## Work to complete
Reproduce word for word the lines of the entries below, starting at the line that contains "the light blue" and ending at the final line of the entries, with both of those lines included.

## Information supplied
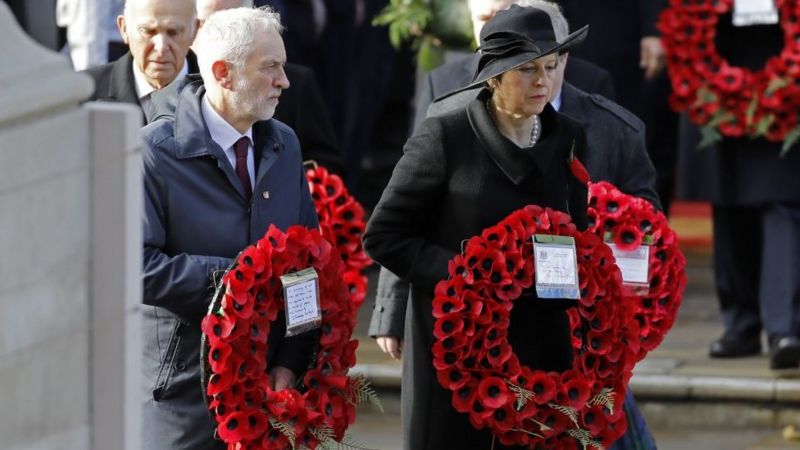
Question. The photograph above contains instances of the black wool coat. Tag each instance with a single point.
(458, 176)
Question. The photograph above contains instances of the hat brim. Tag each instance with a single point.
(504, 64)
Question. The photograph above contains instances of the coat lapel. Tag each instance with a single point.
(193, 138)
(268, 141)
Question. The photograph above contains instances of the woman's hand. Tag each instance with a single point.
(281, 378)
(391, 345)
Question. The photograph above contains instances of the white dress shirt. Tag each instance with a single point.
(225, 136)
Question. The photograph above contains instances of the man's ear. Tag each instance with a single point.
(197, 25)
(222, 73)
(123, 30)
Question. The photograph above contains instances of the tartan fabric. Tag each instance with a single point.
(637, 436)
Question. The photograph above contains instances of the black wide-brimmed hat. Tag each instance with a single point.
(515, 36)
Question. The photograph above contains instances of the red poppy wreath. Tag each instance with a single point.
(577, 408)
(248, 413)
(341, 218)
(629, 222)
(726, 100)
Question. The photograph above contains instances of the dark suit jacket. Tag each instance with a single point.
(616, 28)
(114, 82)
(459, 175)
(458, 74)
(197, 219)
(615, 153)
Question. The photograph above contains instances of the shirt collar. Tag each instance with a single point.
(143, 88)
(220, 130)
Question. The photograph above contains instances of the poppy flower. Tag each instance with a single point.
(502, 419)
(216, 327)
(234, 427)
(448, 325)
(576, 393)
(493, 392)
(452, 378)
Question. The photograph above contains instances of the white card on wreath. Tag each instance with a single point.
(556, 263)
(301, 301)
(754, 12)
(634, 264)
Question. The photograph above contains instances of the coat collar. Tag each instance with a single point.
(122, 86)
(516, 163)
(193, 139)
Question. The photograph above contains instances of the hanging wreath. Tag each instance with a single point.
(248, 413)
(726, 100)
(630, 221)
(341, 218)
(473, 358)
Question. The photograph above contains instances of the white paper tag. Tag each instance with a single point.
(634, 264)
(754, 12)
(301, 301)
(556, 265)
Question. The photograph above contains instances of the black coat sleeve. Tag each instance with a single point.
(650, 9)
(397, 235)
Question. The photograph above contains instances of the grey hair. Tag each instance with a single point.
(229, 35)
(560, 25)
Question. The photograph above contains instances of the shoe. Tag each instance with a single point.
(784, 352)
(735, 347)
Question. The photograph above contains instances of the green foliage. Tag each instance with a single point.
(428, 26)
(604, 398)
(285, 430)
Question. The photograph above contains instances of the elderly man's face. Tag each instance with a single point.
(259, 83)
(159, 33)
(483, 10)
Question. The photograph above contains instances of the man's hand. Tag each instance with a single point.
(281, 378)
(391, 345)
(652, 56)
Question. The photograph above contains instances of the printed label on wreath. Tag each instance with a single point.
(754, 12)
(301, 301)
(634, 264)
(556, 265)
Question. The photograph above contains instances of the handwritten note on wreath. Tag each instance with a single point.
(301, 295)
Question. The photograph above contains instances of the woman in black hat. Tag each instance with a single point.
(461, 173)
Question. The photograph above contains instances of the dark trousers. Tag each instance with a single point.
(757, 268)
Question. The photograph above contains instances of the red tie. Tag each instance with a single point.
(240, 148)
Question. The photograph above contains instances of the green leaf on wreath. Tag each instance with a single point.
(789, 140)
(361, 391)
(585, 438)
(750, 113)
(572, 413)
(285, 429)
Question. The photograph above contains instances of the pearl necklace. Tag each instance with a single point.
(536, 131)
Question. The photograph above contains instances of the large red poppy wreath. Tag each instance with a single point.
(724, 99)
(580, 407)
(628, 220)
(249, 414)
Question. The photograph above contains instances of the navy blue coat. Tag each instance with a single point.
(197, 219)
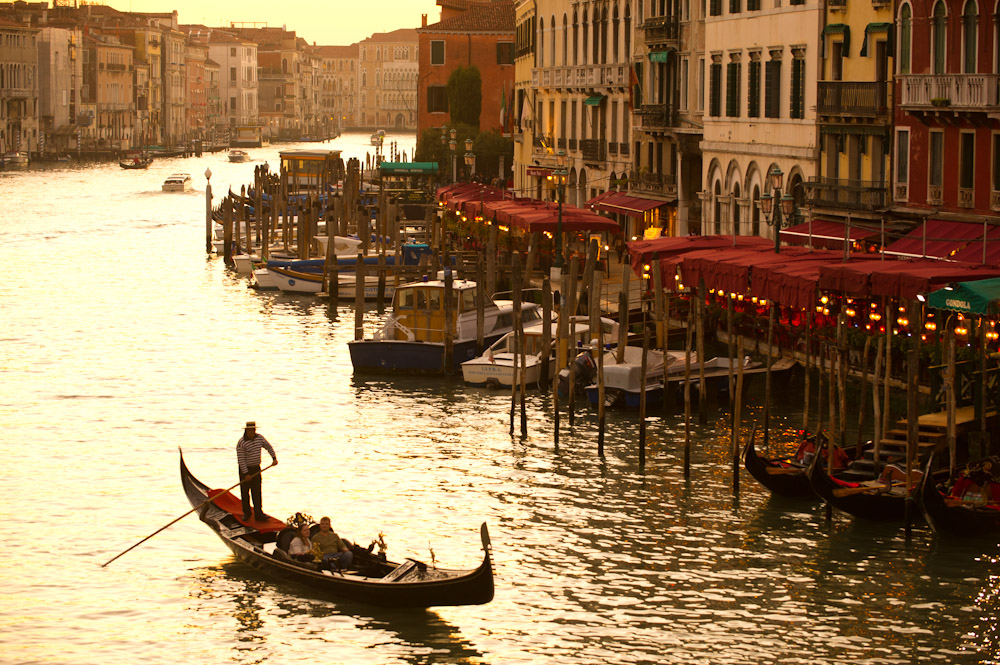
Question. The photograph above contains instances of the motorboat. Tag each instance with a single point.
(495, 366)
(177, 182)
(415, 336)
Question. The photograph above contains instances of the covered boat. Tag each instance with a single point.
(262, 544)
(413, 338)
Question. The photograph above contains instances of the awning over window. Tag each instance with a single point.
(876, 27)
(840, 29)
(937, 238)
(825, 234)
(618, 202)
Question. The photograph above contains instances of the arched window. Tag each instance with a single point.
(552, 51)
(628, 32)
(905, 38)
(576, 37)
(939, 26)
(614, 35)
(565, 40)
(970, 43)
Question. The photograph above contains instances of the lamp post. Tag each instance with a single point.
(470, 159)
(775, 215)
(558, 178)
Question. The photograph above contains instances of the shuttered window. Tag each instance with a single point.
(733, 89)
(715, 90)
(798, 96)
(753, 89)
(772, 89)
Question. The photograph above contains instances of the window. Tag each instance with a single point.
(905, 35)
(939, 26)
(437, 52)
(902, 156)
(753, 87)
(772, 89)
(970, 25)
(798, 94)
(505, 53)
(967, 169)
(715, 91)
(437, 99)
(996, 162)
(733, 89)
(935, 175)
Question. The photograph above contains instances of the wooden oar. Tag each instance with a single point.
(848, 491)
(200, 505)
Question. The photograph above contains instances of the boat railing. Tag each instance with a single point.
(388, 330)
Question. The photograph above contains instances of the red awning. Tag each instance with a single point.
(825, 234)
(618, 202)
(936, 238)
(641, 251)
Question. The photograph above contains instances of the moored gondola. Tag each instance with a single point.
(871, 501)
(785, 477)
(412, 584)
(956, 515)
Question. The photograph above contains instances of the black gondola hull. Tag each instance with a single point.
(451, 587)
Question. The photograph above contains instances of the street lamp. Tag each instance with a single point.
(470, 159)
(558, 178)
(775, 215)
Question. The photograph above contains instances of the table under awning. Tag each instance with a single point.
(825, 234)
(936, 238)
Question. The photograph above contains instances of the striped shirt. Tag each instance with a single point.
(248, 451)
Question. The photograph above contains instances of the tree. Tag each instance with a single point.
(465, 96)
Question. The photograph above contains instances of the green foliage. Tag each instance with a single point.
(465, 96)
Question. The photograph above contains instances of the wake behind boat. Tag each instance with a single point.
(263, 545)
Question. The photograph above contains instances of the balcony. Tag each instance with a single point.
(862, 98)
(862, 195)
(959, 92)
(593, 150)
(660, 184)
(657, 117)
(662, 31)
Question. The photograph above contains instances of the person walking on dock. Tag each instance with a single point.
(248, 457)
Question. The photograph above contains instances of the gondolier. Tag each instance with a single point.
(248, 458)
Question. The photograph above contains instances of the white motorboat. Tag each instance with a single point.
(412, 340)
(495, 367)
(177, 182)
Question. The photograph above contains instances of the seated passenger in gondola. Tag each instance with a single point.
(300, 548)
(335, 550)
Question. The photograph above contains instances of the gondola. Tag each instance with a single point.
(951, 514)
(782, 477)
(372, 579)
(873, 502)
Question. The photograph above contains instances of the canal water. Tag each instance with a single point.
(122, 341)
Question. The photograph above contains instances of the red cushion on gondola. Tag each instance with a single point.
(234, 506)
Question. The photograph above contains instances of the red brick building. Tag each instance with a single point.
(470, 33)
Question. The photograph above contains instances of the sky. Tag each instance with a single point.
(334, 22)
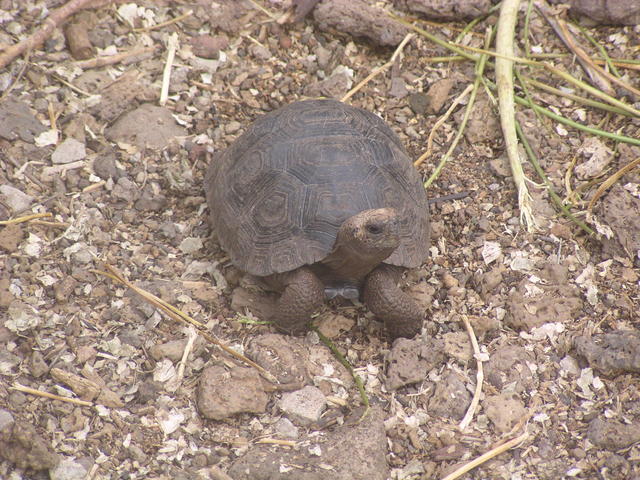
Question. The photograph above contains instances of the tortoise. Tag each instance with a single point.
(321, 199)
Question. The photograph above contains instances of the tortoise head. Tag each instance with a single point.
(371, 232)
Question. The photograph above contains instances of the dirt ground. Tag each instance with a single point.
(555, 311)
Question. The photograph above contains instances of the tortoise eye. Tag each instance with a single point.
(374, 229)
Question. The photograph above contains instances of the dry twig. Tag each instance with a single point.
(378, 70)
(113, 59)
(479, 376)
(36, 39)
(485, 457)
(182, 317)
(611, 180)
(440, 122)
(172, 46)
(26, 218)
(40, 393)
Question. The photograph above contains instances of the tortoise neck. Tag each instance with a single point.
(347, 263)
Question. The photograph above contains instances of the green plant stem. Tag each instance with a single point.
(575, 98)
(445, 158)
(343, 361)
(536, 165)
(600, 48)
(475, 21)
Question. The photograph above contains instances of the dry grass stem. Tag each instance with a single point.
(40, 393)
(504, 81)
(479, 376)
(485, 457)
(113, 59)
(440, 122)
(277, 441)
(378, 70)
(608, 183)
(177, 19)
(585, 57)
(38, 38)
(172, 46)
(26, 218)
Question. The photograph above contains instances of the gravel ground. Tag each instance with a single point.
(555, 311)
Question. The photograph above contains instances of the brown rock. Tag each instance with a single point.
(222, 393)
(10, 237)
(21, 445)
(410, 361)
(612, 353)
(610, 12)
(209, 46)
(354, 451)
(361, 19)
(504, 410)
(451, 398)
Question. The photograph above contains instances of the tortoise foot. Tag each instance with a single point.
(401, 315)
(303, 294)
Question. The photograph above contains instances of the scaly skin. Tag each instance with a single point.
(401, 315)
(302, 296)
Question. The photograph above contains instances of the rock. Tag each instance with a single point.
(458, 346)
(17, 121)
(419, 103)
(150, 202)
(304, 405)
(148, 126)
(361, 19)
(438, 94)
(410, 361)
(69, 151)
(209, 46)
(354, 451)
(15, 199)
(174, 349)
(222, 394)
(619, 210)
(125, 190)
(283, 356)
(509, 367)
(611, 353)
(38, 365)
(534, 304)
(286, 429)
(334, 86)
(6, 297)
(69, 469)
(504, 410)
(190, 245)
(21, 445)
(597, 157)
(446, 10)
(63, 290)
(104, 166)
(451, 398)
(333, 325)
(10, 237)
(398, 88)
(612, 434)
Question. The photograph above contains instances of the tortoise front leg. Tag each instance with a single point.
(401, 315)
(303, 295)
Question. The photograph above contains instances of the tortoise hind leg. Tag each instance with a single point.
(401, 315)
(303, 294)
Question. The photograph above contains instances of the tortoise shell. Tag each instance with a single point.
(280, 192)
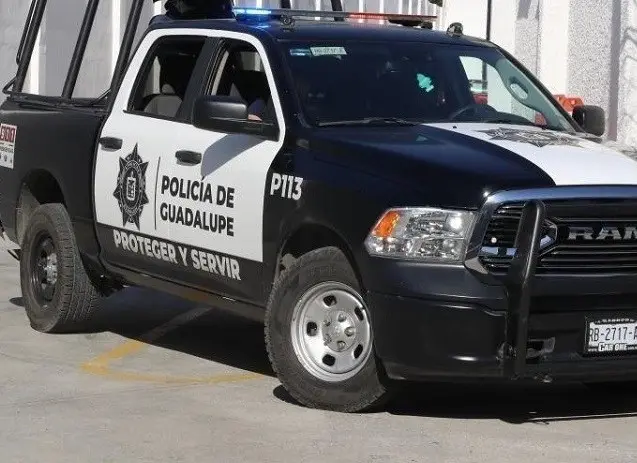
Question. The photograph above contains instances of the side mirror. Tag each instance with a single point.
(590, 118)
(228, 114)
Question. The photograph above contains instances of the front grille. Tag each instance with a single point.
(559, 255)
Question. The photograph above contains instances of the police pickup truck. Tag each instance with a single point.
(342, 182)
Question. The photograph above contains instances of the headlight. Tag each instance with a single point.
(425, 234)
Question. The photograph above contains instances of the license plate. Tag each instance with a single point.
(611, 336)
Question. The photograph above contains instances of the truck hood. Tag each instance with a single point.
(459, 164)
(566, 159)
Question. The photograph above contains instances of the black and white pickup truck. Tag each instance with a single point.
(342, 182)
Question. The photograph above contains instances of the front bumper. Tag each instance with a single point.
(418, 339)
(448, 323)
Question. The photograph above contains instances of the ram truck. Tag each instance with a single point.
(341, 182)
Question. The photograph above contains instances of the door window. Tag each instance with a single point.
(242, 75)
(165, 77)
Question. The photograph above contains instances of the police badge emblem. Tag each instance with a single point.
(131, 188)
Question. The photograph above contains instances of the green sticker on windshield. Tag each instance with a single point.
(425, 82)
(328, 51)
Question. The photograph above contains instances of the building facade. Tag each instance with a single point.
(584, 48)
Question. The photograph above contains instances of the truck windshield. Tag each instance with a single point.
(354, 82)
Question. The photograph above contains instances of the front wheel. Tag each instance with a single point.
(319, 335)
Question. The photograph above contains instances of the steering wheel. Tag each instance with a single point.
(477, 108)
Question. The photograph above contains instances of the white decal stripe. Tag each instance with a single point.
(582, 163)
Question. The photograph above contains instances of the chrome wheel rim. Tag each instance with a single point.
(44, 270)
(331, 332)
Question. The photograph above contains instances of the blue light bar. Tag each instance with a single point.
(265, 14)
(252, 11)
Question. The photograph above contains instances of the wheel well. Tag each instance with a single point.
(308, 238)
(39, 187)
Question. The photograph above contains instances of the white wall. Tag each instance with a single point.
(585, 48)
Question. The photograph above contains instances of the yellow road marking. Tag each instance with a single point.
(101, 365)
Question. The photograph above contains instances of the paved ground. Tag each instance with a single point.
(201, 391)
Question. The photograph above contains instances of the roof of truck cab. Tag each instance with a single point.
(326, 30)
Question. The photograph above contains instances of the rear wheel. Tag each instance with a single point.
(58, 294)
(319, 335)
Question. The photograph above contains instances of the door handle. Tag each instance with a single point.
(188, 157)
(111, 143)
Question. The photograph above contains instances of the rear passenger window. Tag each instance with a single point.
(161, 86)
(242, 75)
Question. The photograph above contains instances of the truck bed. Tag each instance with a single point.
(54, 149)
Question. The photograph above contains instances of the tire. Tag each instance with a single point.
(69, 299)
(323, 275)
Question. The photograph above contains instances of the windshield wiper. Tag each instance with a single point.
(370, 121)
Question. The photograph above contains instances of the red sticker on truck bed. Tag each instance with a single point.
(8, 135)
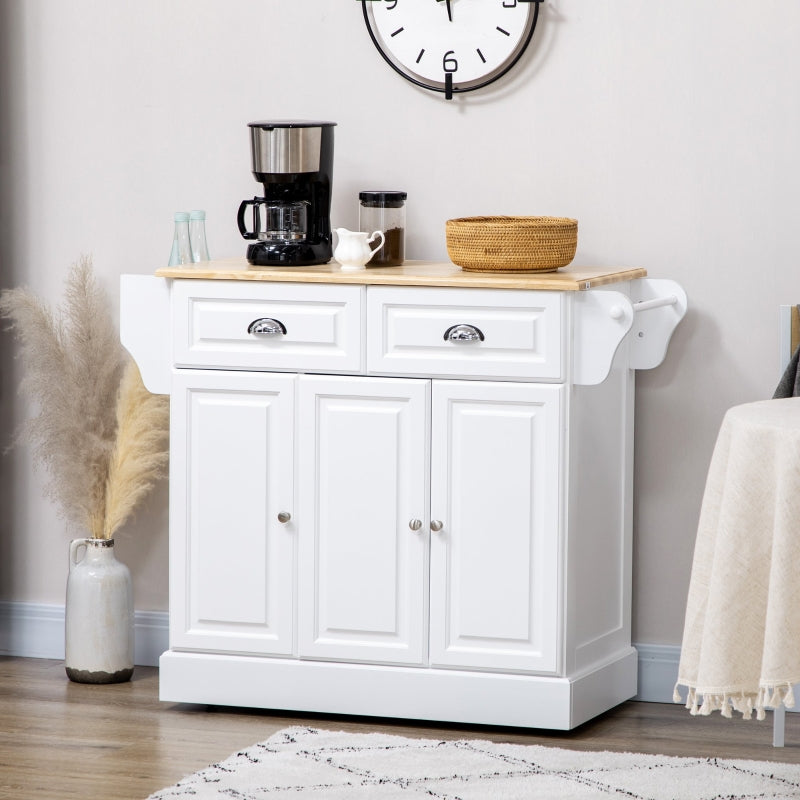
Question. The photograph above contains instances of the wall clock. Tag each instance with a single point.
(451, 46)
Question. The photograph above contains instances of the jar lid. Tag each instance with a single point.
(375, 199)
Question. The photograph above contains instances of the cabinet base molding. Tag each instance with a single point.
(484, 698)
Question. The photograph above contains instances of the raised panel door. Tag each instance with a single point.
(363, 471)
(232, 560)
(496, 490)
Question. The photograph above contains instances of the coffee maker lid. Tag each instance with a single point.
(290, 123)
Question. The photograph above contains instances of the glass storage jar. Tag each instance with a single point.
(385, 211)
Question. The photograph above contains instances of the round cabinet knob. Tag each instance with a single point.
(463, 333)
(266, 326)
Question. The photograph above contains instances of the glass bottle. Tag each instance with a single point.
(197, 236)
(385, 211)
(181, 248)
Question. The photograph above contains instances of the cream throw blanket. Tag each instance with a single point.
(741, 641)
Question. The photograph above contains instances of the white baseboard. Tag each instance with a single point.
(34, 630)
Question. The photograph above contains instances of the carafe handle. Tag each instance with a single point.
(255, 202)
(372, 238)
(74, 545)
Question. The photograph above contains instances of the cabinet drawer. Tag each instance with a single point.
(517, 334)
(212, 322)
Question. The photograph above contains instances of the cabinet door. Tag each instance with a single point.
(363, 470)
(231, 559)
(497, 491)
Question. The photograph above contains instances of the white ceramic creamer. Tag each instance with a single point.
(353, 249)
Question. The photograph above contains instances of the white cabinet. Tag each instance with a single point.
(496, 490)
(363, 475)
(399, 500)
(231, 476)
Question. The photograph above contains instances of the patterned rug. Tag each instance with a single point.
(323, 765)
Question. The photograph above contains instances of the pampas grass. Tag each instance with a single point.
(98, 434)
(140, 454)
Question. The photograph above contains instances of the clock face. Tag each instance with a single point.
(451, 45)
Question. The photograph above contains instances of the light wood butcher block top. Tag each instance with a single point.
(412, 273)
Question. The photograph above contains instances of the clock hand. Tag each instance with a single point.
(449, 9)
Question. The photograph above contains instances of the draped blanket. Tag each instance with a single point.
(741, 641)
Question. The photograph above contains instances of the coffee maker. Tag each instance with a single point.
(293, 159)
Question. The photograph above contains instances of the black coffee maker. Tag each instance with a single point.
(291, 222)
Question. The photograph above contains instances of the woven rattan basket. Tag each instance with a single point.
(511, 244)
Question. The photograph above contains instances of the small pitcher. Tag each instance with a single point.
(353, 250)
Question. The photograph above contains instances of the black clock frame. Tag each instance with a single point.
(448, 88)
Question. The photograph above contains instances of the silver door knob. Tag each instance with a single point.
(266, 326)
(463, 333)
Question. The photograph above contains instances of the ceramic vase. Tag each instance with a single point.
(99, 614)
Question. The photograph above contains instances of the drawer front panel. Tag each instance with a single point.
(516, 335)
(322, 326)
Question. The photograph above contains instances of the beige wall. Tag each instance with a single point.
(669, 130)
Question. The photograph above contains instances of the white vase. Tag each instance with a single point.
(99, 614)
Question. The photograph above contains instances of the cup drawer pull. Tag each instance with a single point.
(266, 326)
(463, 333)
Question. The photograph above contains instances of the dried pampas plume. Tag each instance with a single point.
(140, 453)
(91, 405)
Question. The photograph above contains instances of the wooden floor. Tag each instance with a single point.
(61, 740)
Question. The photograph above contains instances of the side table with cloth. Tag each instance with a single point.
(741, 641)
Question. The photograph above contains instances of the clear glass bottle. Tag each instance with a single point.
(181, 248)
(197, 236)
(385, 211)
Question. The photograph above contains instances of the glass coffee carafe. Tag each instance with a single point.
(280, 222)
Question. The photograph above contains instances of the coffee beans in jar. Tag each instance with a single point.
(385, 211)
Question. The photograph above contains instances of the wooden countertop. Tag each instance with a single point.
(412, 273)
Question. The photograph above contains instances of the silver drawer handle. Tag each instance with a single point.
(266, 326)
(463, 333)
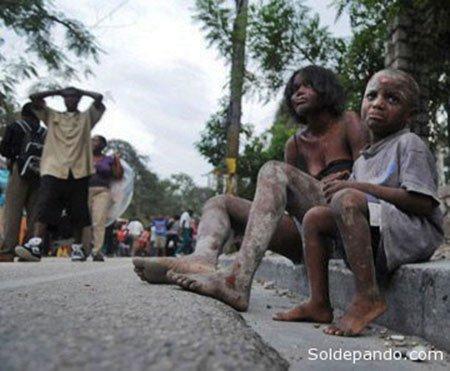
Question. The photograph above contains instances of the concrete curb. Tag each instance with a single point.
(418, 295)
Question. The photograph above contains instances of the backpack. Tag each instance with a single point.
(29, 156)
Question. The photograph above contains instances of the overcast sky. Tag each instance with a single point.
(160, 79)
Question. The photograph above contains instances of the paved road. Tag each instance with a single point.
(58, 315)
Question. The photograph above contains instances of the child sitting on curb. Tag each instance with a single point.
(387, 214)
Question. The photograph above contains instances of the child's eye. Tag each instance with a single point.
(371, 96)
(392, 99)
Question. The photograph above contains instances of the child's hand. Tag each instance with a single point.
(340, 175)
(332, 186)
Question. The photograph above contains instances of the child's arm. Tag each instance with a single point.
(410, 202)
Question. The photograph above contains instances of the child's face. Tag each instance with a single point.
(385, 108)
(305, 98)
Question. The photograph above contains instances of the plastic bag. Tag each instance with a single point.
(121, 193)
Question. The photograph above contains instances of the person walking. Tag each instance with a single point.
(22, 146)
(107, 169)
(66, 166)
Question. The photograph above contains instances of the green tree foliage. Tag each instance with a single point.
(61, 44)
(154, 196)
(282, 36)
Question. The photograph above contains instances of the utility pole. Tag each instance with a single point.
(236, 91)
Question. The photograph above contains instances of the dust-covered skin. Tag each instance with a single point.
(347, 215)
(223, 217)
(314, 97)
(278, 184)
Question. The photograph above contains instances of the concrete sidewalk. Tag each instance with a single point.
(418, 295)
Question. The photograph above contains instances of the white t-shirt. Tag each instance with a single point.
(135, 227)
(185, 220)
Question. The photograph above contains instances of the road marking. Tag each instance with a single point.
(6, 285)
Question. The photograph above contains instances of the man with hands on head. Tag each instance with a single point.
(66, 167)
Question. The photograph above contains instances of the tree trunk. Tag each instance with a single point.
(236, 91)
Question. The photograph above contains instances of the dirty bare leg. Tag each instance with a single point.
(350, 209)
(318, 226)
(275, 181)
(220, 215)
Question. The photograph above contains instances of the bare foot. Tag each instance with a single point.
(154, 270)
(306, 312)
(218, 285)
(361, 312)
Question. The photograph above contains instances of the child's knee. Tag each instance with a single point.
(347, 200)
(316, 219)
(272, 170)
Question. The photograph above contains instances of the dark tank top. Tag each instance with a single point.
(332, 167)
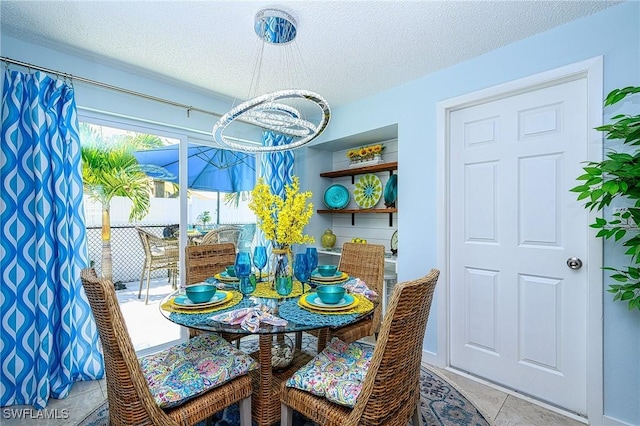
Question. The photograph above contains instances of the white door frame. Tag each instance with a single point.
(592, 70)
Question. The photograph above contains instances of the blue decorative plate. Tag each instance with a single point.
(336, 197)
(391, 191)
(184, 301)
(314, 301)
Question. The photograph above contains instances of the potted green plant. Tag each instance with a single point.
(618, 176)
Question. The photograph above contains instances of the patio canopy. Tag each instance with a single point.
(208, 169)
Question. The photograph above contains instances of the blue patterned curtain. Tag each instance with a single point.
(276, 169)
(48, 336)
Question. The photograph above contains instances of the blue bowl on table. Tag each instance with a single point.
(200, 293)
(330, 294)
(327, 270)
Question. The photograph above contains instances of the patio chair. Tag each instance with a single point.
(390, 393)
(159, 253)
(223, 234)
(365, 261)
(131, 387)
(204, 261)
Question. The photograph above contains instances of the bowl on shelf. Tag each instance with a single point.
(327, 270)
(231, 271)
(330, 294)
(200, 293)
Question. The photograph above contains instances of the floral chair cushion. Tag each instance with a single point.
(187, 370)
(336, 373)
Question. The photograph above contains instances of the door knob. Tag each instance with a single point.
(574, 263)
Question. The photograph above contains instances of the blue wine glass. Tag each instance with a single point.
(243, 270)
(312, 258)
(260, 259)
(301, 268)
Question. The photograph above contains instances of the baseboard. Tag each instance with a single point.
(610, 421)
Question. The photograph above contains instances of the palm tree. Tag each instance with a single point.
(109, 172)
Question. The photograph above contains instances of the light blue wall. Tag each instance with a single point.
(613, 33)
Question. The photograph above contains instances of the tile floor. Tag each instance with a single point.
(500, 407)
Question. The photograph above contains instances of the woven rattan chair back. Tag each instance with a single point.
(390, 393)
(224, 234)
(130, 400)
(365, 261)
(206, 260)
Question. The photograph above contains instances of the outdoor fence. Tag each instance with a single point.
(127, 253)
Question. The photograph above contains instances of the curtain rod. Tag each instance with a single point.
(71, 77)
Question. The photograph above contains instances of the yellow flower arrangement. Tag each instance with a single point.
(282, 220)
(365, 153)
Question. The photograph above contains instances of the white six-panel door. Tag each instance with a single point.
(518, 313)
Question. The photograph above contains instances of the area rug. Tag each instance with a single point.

## Result of this task
Question. The photograph above contains instances of the light blue wall. Tag each instance with a single point.
(613, 33)
Question. The photograph above contains instances of the tile floor. Tag each instance with a single point.
(500, 407)
Question. The photograph above contains instances of the woven rattan chair back. Tag each instance with a single point.
(390, 393)
(224, 234)
(130, 400)
(365, 261)
(206, 260)
Question. The photograph above contains instances of the outdoor fence. Tag each instance with a single point.
(127, 253)
Question. The photograph above contains instances of the curtain rod. Tag each instance with a single point.
(71, 77)
Question. The photograph above contains instances of the yellow flower arrangement. Tag each instance with a single point.
(282, 220)
(365, 153)
Question. The photograph above contains instances of the white six-panel door. Tag each instance with a single point.
(518, 313)
Question. The photograph above contains instances of the area rug. Tag each instance with a single point.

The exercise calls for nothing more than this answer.